### Work task 1
In the abstract on opioid prescribing for injured workers in Washington State, what threshold defines a high opioid dose?
### Work task 2
Write the next part of the abstract on opioid prescribing and work disability among injured workers, starting after its final sentence.

### Exercise text
- Opening Delimiter -

Workplace injuries, early opioid prescribing, and disability in Washington State
Abstract
INTRODUCTION: From the late 1990s through early 2010s, opioid prescribing increased dramatically in workers’ compensation (WC) systems, following national trends within the United States. The increase in opioid prescribing coincided with an increase in overdose deaths and morbidity linked to prescription opioids. While subsequent policy interventions including Prescription Drug Monitoring Programs (PDMP) and updated clinical guidelines have been associated with a decrease in opioid prescribing rates, high-risk opioid prescribing patterns, including higher duration and higher dose, persist as an area of concern for injured workers in Washington State. Prior research suggests that early opioid prescribing patterns are associated with extended work disability, although these studies have faced challenges including confounding by indication concerns and limited clinical data availability within workers’ compensation settings. In this dissertation, we (1) assessed and compared opioid exposure measures from administrative data and survey sources, (2) used administrative and survey sources to measure the association between high-risk opioid prescribing and duration of workplace disability among injured workers, and (3) conducted an interrupted time series analysis to measure the effects of recent Washington State guidelines and rules on opioid prescribing among injured workers in a workers’ compensation setting.
METHODS: In Chapter 2, we used data from Washington State’s WC system and PDMP along with surveys from injured workers to examine the degree to which opioid measures (e.g., longer duration, higher dose, and concurrent opioid/sedative prescribing) aligned between these data sources across varying time points after injury. In Chapter 3, we used a target trial framework to measure the association between high-risk opioid prescribing and the duration of disability, among (1) workers that were temporarily disabled because of their workplace injury, (2) were prescribed opioids shortly following their injury, and (3) were not prescribed opioids in the 90 days prior to their workplace injury. We defined high-risk opioid prescribing as longer duration (>7 days), high dose (≥50 mg morphine equivalent daily dose), or concurrent opioid/sedative prescribing. Low-risk opioid prescribing was defined as having at least one opioid prescription but none of the high-risk indicators shortly after injury. Using inverse probability weighting, we accounted for non-response bias and assigned opioid treatment weights while controlling for injury severity, injury characteristics, comorbidities and sociodemographic characteristics. Cox proportional hazards models were used to measure the difference in the duration of workplace disability between workers prescribed high-risk versus low-risk opioids. In Chapter 4, we conducted an interrupted time series analysis to measure the impact of state-level opioid guidelines and rules in Washington State among injured workers that required surgery for their workplace injury. Analyses were stratified by both surgical severity and whether a worker had opioids in the 90 days prior to their surgery.

- Closing Delimiter -

### Referring-expression pointing data

- Opening Delimiter -

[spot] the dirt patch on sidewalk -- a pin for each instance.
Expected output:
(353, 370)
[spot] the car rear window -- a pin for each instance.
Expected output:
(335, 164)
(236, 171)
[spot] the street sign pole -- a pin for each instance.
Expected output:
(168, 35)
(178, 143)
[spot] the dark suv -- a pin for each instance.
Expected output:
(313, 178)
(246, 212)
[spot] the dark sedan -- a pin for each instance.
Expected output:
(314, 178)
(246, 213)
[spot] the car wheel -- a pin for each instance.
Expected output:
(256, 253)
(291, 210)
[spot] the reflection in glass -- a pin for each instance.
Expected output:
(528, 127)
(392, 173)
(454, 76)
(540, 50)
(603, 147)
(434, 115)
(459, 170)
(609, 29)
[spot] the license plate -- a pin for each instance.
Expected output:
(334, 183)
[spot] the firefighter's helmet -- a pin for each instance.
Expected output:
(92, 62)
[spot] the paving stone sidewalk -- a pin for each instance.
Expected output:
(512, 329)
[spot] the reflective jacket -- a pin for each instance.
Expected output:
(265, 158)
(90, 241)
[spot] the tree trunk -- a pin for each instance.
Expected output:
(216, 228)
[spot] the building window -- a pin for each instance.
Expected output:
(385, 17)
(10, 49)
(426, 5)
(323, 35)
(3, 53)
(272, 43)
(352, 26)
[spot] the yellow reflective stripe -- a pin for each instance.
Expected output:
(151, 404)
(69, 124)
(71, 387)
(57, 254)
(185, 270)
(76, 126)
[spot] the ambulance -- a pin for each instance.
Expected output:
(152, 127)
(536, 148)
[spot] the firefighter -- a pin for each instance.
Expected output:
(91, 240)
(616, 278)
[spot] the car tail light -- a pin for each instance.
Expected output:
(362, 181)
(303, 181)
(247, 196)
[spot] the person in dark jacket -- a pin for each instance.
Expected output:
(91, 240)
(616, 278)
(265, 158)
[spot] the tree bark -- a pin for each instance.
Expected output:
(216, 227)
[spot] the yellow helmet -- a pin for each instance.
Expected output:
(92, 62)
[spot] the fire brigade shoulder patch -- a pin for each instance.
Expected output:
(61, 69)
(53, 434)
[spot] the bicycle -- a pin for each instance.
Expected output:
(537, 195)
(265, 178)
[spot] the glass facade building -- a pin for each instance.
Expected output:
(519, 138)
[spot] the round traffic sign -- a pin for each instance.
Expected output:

- Closing Delimiter -

### Written reply 1
At least 50 mg morphine equivalent daily dose.

### Written reply 2
RESULTS: In Chapter 2, the analysis of linked data from 10,604 injured workers revealed that PDMP data captured substantially more opioid prescriptions than workers’ compensation records. The WC system had large gaps in identifying high-risk opioid prescribing patterns, including extended duration, high-dose, and concurrent opioid/sedative prescriptions, particularly after six-weeks post-injury. The gaps between prescriptions captured in WC versus PDMP records varied by worker characteristics, including preferred language, claim severity, industry, and occupation. In Chapter 3, we found that in adjusted analyses, workers exposed to high risk opioids were 41% less likely to end temporary disability at any point in time than those prescribed low-risk opioids, on average, after accounting for important confounding variables. In Chapter 4, we found that prior to policy implementation, longer duration opioid prescribing was declining at a rate of 0.52 percentage points per month, on average, among all surgeries. Following the guidelines and rules, and contrary to expectations, this decline slowed significantly to 0.14 percentage points monthly (slope change: +0.38 percentage points; 95% CI: 0.11, 0.65). Similar decelerations were observed across surgical severity types.
CONCLUSIONS: Relying on single administrative data sources may lead to an underestimation of opioid exposure following workplace injury, with the degree of underestimation varying by worker characteristics and time since injury. In support of prior studies in workers’ compensation settings, early high-risk opioid prescribing patterns were found to be significantly associated with a higher risk of extended duration of work disability compared to early low-risk opioid prescribing patterns among temporarily disabled workers. Finally, while longer duration opioid prescribing is generally declining among injured workers requiring surgeries, this effect is waning, and recent policy interventions, contrary to our expectations, resulted in a modest slowing of pre-existing downward trends in longer duration opioid prescribing. Improvements to data quality and data collection should be a priority to further improve workers’ health outcomes in Washington State.